Count the lines in the records below that contain the string "bush". Reply with the number alone.

(Excerpts from point annotation records)

_____

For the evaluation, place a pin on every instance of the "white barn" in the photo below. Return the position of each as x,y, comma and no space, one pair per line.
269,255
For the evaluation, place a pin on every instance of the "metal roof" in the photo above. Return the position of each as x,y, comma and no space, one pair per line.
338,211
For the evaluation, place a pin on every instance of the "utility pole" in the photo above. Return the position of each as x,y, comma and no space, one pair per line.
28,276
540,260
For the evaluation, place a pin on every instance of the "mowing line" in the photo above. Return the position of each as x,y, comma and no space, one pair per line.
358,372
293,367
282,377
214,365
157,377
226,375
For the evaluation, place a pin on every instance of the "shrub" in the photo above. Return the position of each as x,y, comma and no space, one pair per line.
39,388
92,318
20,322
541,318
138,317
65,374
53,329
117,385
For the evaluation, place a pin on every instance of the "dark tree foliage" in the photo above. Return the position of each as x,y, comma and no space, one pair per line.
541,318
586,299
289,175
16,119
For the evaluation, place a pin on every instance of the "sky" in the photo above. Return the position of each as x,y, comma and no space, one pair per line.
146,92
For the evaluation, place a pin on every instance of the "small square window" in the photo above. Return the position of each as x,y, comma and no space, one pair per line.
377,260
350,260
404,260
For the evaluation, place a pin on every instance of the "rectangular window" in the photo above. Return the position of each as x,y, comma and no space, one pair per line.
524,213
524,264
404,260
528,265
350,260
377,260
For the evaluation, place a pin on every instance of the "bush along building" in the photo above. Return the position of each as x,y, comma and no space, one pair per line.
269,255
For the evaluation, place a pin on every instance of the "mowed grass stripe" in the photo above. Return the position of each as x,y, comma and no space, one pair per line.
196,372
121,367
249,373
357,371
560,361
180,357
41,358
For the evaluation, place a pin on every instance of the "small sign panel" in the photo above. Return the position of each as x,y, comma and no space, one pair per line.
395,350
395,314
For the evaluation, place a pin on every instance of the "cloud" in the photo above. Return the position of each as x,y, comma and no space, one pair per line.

_____

### Output below
1